Show each line of the data below that has the string "airplane" in it.

Phrase grounding data
·····

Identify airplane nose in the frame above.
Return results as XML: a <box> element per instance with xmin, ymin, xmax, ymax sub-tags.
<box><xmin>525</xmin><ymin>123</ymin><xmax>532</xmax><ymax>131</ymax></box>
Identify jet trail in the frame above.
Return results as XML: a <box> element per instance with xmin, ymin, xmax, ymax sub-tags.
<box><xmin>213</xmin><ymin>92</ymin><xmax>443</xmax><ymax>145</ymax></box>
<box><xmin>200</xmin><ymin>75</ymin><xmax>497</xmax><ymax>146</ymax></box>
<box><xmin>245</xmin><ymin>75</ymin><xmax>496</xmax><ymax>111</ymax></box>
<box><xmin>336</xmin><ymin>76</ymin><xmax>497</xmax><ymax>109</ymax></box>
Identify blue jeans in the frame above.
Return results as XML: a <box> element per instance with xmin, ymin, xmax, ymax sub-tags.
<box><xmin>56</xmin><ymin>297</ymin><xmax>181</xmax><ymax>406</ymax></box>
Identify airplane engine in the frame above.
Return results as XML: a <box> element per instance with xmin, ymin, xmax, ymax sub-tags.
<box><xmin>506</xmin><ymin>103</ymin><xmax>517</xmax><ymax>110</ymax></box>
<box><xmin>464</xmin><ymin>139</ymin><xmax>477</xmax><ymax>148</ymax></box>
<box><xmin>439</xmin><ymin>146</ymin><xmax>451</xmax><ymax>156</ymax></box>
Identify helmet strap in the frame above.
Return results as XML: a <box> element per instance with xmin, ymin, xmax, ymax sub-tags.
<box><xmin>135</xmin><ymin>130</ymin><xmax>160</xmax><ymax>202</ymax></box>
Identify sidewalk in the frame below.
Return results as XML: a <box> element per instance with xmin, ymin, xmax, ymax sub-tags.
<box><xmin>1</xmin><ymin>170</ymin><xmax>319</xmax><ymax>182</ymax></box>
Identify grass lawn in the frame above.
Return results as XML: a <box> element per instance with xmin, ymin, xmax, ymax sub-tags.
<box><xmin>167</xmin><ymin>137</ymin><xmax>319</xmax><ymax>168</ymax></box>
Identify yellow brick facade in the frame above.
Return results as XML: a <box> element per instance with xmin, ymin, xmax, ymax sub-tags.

·····

■ **SOLVED EXERCISE**:
Identify airplane nose in the frame above.
Identify airplane engine in the frame above.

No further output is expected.